About

Take a moment to think of an ‘A’ road that you know quite well. (Definitely an ‘A’ road, I’m intending to bypass motorways.) Now ask yourself some questions:

Is it old? If so, how old?
How did it come to follow the route it does? Did it always?
Were there interesting or important things that happened along it?

This blog looks to answer such questions such as these, and perhaps other that crop up along the way.
Most posts focus on a specific road, the choice of which will be entirely arbitrary.

Some roads have been around a long time, and have built up complicated histories, too complicated to be untangled in a single post. These venerable highways will feature at different times and in different guises.
Then there are topics, such a ‘How Did Roads Arrive?’ or, ‘Who Devised the Road Numbering Scheme?’ which have implications for all roads, and deserve a post of their own.

The Long and Winding Road

The notion of a long and winding road has become a metaphor, but it is one based on the reality that roads, real, physical structures, do wind their way across the land, as well as through our history.
Except for motorways, roads are for everyone; shared, social spaces which people have used since prehistory.i Mostly we think of roads as being for cars, lorries, buses, motorbikes, and even intrepid cyclists. But, for those who stick to walking, even the A1, as it leaves London, has a footpath running beside it, as far as Borehamwood. Remember, for most of history, people walked, and we still do. Of course, although shut in the carapace of our cars, vans, and lorries, we have to negotiate the space, even if only to avoid banging into each other. (Not that we’re a hundred percent successful!)
Walking, though, offers stronger social potential. I’m not just thinking about the likes of Chaucer’s pilgrims, but of how we still meet people as we go to the shops, wheel our toddlers out, or walk the dog. It seems to me, roads, those corridors across the landscape, often first made long ago, do more than link one place to another. They colour and shape the view we have of the world, they allow social connection, and have an impact on our economic environment.
From a day-to-day perspective, we treat roads, simply as being there, waiting for us to use them. And yet, we speak of them as if they were animate: ‘This road will take you to such a place’;’The road that runs behind the station’; ‘The road that goes to the coast’. They figure in our wise sayings: ‘It’s a long road that has no turning’; ‘The road to hell is paved with good intentions’; ‘All roads lead to Rome’. It is possible roads say more about us, and our ancestors who used them, than we realise.

What’s in a Word?

Yes, I’ve said, some roads have long histories, but what about the word road? How old is that?
Go back four centuries, or so, and the word ‘road’ is not being used in the way we do today. Throughout all of Shakespeare, you’ll only find it about a dozen times, and then, mostly, not used to mean a highway. In the King James Bible, of 1611, the word ‘road’ occurs just once, and it refers to an attack. That usage comes from the Old English word ‘rad’, meaning ‘riding, a hostile incursion’. Raid, ride, rode all come from the same root.

* Given data *
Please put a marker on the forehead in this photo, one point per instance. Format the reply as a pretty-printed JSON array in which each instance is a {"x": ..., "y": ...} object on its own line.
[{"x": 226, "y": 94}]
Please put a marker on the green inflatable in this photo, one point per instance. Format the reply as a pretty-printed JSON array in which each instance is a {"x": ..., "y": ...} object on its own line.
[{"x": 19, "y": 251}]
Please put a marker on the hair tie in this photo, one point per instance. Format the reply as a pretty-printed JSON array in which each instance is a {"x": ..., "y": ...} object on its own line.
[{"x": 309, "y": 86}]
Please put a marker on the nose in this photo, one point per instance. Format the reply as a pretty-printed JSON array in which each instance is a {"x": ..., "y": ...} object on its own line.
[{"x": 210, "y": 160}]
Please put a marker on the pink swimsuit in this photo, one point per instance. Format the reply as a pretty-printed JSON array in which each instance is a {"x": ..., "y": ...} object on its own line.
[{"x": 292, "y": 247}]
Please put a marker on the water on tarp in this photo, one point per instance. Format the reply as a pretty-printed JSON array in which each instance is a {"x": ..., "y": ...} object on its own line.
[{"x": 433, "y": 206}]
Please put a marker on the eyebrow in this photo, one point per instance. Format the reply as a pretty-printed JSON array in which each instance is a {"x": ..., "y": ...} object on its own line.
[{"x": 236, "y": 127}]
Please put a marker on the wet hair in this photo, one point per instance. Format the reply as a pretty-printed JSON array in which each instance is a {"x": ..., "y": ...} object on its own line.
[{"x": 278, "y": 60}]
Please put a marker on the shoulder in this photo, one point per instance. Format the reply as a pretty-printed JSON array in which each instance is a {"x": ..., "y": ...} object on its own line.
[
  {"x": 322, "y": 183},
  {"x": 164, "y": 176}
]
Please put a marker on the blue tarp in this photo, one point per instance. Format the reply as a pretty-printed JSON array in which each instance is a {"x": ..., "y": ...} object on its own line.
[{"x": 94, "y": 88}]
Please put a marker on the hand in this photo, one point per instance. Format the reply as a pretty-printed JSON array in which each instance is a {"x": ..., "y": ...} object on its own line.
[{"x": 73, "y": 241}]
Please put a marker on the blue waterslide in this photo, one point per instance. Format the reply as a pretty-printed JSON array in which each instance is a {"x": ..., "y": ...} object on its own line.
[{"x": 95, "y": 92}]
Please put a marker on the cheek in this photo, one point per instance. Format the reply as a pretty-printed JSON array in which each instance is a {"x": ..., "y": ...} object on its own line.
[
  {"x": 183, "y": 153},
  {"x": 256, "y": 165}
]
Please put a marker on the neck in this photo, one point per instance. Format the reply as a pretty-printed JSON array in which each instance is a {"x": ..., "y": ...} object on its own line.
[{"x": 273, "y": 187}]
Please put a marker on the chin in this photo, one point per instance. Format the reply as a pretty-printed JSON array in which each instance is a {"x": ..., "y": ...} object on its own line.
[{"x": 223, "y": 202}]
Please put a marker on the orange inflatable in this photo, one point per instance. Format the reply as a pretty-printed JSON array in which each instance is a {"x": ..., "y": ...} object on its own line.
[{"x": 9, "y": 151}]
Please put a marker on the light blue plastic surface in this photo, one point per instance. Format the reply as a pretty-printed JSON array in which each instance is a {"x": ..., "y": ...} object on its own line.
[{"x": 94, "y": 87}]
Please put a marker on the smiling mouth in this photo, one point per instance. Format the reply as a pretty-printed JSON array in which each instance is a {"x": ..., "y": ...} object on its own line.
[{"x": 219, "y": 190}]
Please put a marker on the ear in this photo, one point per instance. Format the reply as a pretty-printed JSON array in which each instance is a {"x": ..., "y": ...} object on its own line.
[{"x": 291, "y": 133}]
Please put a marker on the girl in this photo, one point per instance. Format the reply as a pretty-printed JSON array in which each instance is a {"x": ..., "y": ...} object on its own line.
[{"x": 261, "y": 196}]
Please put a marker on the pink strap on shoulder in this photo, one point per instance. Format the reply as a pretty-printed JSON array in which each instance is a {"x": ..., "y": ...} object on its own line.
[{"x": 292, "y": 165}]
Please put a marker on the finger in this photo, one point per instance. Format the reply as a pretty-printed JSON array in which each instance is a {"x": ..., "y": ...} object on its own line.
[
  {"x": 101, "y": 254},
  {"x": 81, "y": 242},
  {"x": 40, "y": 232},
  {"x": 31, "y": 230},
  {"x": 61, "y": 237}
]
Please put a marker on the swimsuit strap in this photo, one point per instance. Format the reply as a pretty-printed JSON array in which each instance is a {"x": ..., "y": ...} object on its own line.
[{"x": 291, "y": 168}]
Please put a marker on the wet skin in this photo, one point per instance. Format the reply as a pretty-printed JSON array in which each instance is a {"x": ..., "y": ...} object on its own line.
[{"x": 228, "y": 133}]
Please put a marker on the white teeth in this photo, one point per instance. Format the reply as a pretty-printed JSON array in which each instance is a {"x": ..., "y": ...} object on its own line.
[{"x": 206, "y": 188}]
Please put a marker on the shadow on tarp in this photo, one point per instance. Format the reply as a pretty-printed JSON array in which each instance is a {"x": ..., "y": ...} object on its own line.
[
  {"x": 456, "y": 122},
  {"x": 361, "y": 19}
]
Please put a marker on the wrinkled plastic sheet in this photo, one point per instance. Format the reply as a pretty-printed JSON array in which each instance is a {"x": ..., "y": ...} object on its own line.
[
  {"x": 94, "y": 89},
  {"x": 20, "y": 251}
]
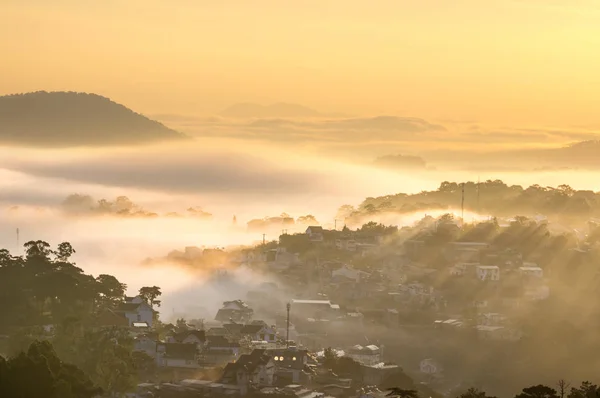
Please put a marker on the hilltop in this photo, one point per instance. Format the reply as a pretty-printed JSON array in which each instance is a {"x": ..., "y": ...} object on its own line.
[{"x": 70, "y": 118}]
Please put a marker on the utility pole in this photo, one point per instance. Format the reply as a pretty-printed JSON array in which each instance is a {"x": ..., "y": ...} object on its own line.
[
  {"x": 335, "y": 223},
  {"x": 287, "y": 331},
  {"x": 462, "y": 204},
  {"x": 478, "y": 209}
]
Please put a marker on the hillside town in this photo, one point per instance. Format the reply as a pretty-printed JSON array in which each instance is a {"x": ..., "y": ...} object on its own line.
[{"x": 356, "y": 312}]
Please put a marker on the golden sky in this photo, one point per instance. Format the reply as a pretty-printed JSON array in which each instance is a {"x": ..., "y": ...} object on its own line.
[{"x": 500, "y": 61}]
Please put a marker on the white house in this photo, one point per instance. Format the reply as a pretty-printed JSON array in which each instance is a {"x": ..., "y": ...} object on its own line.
[
  {"x": 177, "y": 355},
  {"x": 260, "y": 332},
  {"x": 350, "y": 273},
  {"x": 257, "y": 369},
  {"x": 137, "y": 312},
  {"x": 488, "y": 272},
  {"x": 196, "y": 337},
  {"x": 346, "y": 244},
  {"x": 146, "y": 343},
  {"x": 537, "y": 292},
  {"x": 315, "y": 233},
  {"x": 460, "y": 269},
  {"x": 531, "y": 271},
  {"x": 430, "y": 367},
  {"x": 369, "y": 355}
]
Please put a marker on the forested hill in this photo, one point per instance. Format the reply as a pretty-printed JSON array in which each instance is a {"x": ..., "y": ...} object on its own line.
[
  {"x": 69, "y": 118},
  {"x": 490, "y": 197}
]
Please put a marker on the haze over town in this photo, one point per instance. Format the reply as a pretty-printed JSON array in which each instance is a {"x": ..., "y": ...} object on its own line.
[{"x": 299, "y": 199}]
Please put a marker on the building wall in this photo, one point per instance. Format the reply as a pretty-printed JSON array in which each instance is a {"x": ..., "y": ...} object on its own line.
[
  {"x": 143, "y": 314},
  {"x": 177, "y": 363}
]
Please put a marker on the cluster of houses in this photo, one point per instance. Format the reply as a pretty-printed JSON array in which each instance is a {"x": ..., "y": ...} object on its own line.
[
  {"x": 336, "y": 303},
  {"x": 255, "y": 358}
]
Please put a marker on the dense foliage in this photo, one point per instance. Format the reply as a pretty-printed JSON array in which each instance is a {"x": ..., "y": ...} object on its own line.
[
  {"x": 39, "y": 373},
  {"x": 491, "y": 197},
  {"x": 47, "y": 297}
]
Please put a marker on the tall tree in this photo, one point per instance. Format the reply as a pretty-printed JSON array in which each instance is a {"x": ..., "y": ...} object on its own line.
[
  {"x": 64, "y": 251},
  {"x": 149, "y": 294},
  {"x": 539, "y": 391},
  {"x": 474, "y": 393},
  {"x": 402, "y": 393},
  {"x": 586, "y": 390},
  {"x": 39, "y": 373}
]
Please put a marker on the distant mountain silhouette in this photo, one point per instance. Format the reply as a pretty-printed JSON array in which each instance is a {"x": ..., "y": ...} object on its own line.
[
  {"x": 278, "y": 110},
  {"x": 69, "y": 118}
]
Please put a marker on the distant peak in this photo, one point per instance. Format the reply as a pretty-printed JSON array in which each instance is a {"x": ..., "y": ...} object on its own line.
[
  {"x": 67, "y": 118},
  {"x": 275, "y": 110}
]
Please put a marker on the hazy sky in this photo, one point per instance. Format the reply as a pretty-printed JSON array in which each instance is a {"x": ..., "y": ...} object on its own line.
[{"x": 501, "y": 61}]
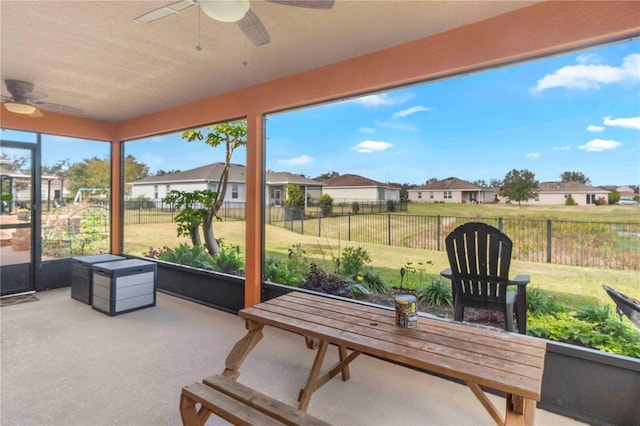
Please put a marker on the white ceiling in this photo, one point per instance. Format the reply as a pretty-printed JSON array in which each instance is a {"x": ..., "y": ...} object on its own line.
[{"x": 93, "y": 56}]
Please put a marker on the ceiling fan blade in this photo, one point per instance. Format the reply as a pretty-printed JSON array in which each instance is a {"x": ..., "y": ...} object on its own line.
[
  {"x": 252, "y": 27},
  {"x": 33, "y": 96},
  {"x": 164, "y": 11},
  {"x": 309, "y": 4},
  {"x": 65, "y": 109}
]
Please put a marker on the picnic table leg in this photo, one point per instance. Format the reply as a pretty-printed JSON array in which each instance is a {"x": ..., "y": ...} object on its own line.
[
  {"x": 242, "y": 348},
  {"x": 520, "y": 411},
  {"x": 305, "y": 394}
]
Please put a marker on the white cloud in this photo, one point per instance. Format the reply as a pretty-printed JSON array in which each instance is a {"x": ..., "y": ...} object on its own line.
[
  {"x": 409, "y": 111},
  {"x": 296, "y": 161},
  {"x": 368, "y": 146},
  {"x": 586, "y": 76},
  {"x": 396, "y": 126},
  {"x": 629, "y": 123},
  {"x": 598, "y": 145},
  {"x": 383, "y": 99}
]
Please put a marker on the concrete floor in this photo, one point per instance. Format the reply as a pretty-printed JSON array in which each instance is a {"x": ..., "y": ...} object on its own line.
[{"x": 63, "y": 363}]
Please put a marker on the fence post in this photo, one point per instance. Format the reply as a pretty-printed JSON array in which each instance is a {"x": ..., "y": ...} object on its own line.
[
  {"x": 548, "y": 240},
  {"x": 438, "y": 230}
]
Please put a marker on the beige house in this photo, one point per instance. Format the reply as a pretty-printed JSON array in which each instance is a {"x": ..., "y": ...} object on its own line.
[
  {"x": 557, "y": 193},
  {"x": 207, "y": 177},
  {"x": 349, "y": 188},
  {"x": 451, "y": 190}
]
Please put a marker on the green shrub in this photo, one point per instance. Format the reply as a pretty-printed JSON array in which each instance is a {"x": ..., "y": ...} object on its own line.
[
  {"x": 436, "y": 293},
  {"x": 374, "y": 281},
  {"x": 352, "y": 261},
  {"x": 184, "y": 254},
  {"x": 538, "y": 303},
  {"x": 318, "y": 280}
]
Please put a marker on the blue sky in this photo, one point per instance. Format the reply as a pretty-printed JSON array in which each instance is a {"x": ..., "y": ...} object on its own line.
[{"x": 577, "y": 112}]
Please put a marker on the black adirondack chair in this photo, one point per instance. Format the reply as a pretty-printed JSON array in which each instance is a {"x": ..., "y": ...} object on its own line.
[
  {"x": 480, "y": 257},
  {"x": 625, "y": 305}
]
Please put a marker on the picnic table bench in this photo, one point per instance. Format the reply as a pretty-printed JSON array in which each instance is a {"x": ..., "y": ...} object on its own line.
[{"x": 478, "y": 356}]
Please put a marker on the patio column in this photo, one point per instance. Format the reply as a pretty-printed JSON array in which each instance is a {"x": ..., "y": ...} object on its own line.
[
  {"x": 254, "y": 210},
  {"x": 116, "y": 196}
]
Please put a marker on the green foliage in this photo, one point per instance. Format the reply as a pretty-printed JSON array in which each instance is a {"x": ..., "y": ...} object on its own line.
[
  {"x": 595, "y": 313},
  {"x": 228, "y": 260},
  {"x": 326, "y": 204},
  {"x": 318, "y": 280},
  {"x": 184, "y": 254},
  {"x": 295, "y": 196},
  {"x": 436, "y": 293},
  {"x": 538, "y": 303},
  {"x": 575, "y": 177},
  {"x": 614, "y": 196},
  {"x": 291, "y": 271},
  {"x": 373, "y": 281},
  {"x": 520, "y": 185},
  {"x": 610, "y": 335},
  {"x": 352, "y": 261}
]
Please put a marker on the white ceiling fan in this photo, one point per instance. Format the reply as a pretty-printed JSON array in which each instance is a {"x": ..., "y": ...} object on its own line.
[
  {"x": 238, "y": 11},
  {"x": 24, "y": 100}
]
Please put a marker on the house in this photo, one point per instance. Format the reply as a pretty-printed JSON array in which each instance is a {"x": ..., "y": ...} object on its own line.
[
  {"x": 557, "y": 193},
  {"x": 207, "y": 177},
  {"x": 276, "y": 184},
  {"x": 451, "y": 190},
  {"x": 349, "y": 187},
  {"x": 200, "y": 178}
]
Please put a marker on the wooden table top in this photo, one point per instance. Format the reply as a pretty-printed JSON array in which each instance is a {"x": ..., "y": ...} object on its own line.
[{"x": 500, "y": 360}]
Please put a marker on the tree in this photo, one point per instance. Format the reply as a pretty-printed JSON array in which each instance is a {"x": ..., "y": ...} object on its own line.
[
  {"x": 520, "y": 185},
  {"x": 96, "y": 173},
  {"x": 231, "y": 135},
  {"x": 575, "y": 177},
  {"x": 327, "y": 175}
]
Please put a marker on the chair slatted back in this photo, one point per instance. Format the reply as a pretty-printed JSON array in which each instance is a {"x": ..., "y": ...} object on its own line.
[{"x": 480, "y": 257}]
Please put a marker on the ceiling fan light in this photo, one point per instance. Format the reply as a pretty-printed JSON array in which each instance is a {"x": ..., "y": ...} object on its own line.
[
  {"x": 20, "y": 108},
  {"x": 225, "y": 10}
]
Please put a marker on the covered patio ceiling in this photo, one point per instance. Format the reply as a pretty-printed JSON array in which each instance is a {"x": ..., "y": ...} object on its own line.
[{"x": 93, "y": 56}]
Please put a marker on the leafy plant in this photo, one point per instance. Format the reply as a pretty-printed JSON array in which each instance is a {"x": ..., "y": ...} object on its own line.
[
  {"x": 436, "y": 293},
  {"x": 538, "y": 303},
  {"x": 353, "y": 260},
  {"x": 374, "y": 281},
  {"x": 318, "y": 280},
  {"x": 184, "y": 254}
]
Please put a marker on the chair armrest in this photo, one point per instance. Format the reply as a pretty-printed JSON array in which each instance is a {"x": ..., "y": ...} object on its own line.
[{"x": 521, "y": 280}]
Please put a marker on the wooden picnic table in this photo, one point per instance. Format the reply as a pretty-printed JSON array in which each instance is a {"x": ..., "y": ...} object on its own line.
[{"x": 478, "y": 356}]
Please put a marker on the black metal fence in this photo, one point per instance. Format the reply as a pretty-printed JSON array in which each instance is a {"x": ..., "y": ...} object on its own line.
[{"x": 589, "y": 244}]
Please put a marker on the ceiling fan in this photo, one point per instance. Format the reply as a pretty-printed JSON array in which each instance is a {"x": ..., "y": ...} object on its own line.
[
  {"x": 238, "y": 11},
  {"x": 24, "y": 100}
]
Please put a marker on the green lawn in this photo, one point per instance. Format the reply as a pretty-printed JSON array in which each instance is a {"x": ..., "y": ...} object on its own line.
[
  {"x": 571, "y": 284},
  {"x": 609, "y": 213}
]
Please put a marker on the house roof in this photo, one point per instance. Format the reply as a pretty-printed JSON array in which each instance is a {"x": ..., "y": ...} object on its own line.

* Challenge *
List the sayings about roads that the About page quotes as examples of how roads figure in our wise sayings. Use only the About page for this, not the data.

* Solution below *
- "It's a long road that has no turning"
- "The road to hell is paved with good intentions"
- "All roads lead to Rome"